→ **Problem to work on**
Write out the stretch of lines below that begins at the line with "of the passion" and ends at the line with "of the striped", including both, exactly as given and nothing more.

→ **Data supplied**

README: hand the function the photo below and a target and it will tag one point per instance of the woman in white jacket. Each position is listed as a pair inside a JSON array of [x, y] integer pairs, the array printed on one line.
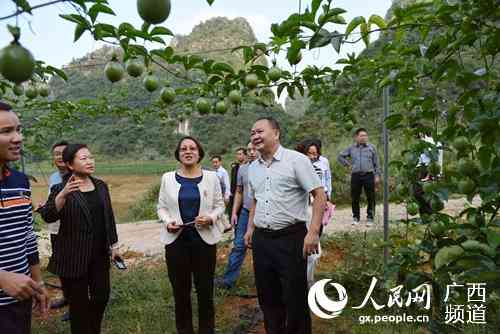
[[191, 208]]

---

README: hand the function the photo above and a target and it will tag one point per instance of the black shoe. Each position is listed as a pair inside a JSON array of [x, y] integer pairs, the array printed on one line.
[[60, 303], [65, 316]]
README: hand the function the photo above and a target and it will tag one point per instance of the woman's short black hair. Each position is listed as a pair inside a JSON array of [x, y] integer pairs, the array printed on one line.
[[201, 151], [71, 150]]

---

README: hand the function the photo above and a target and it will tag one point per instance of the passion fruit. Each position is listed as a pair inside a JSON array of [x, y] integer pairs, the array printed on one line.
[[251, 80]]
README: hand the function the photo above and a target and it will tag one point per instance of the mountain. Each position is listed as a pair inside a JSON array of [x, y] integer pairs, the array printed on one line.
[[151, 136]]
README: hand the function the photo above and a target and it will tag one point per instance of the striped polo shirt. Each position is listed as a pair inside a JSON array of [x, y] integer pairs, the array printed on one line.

→ **The answer**
README: hand the function the photo above and a target and it will tag one point per instance of the passion fruit. Each position is listed as a pair inside a JSON array of [x, y] integer pairs, the array printed on one line.
[[251, 80]]
README: hand the function the photo above and a target and it will tag one point per instance of the mountain. Each position is listed as a pair inside a JSON array of [x, y] integer pairs, the array printed on one line.
[[151, 136]]
README: hand the function the photo above and a target and it will tag one point per instance of the striped polo shirt. Each position is listed as a pair inside a JSON array of [x, y] integer pairs, the array printed on one line.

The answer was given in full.